▸ The request
Copy the lines below word for word, from the very first one down to the line containing "pixel 263 233", including both.

▸ Excerpted records
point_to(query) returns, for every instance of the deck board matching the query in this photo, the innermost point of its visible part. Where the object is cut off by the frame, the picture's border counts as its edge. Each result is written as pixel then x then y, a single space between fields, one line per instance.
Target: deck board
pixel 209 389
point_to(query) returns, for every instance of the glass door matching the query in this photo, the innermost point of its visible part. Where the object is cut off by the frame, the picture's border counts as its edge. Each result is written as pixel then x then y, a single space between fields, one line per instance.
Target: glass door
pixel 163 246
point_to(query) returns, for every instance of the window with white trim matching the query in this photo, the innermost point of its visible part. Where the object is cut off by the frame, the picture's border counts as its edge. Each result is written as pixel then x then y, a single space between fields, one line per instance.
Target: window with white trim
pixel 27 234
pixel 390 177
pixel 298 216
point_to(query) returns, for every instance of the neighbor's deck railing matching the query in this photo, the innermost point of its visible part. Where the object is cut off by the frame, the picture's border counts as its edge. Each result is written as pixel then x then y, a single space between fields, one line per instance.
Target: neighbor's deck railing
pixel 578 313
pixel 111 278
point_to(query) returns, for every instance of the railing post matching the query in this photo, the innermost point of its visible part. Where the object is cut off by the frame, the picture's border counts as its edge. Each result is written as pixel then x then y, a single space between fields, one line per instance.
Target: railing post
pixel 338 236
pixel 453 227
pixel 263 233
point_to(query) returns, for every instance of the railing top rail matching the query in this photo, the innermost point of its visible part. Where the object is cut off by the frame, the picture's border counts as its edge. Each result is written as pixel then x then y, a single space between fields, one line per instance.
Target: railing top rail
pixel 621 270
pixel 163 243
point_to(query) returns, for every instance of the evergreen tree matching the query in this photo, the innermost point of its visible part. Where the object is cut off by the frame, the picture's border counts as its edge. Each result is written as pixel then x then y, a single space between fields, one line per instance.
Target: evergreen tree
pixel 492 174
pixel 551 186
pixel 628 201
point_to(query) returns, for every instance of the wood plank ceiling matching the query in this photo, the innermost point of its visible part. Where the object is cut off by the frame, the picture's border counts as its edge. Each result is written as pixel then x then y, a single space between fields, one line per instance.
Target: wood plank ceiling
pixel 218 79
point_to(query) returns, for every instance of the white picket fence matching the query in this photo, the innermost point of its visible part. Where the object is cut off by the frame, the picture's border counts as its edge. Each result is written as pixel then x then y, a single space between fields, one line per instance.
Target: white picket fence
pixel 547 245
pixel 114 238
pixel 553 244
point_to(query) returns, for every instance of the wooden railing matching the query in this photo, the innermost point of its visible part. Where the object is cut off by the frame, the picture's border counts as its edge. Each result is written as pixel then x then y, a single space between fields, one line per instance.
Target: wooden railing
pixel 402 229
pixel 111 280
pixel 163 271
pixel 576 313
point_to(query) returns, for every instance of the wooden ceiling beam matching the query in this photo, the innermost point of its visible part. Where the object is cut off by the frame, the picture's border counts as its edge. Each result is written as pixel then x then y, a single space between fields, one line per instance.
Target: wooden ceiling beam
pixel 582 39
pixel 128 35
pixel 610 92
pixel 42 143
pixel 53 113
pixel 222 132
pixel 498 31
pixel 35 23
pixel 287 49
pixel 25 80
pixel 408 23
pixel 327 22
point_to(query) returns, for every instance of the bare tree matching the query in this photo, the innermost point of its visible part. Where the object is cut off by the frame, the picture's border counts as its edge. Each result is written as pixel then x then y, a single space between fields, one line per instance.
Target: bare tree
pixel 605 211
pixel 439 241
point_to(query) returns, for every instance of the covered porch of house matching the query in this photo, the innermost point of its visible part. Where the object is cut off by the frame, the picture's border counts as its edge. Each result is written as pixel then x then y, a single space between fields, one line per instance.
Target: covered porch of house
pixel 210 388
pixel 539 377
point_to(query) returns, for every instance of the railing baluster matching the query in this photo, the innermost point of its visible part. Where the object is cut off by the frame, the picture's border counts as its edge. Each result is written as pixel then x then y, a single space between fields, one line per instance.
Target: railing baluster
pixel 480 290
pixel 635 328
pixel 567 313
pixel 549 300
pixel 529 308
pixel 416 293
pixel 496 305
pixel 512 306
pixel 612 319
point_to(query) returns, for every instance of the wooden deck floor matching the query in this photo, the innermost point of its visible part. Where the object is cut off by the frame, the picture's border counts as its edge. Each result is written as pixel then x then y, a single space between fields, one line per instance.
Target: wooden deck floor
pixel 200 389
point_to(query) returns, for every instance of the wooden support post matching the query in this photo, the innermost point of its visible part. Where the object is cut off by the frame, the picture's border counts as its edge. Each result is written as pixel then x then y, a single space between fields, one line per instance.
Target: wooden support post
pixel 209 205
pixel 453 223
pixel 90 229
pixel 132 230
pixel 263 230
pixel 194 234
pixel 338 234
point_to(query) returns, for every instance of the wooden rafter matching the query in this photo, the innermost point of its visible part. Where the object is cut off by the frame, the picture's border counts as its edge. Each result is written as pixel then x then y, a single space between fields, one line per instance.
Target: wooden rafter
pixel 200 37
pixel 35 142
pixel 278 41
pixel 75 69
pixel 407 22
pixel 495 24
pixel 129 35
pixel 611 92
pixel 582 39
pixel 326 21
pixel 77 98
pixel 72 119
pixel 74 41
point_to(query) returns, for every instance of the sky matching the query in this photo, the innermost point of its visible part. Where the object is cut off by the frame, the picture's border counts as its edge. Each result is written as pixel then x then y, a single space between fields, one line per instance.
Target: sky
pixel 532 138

▸ Response for this exercise
point_to(query) returns, for every instance of the deck board matching the query in this photo, the innermost point of its visible part. Where the object is cut off by the frame, the picture's border counts as its edge. Each result is written as pixel then x then y, a single space between fields, one line per instance.
Target: deck board
pixel 209 389
point_to(query) returns, for every instance of the glass door matching the query in this photo, the innermost point of its visible part. Where the object is cut off by the frame, the picture's border counts as its edge. Each result is written as pixel then x then y, a single space between fields, one line per instance.
Target: glass door
pixel 163 246
point_to(query) returns, for every instance of the window with white trim matching the query in this photo, the innermost point of its visible part. Where the object is cut off by the frame, the picture's border counts as its edge. Each result is written as pixel then x then y, a single space between fields, one line per instance.
Target: window with white trim
pixel 27 234
pixel 390 177
pixel 298 216
point_to(query) returns, for every instance of the neighbor's deck railing matching the query in this photo, the innermost point of its visible part. Where the object is cut off by the frame, the picture's border counts as its edge. Each result is written as pixel then x then y, a single space between fields, one line per instance.
Target: neighbor's deck railing
pixel 578 313
pixel 111 278
point_to(query) returns, for every instance of the railing post matching the query in this photo, the innermost point of its visible part. Where the object is cut off by the frame, the picture's border counts as its edge. Each result is written as pixel then x then y, a single space between fields, one line per instance.
Target: railing post
pixel 338 236
pixel 453 227
pixel 263 233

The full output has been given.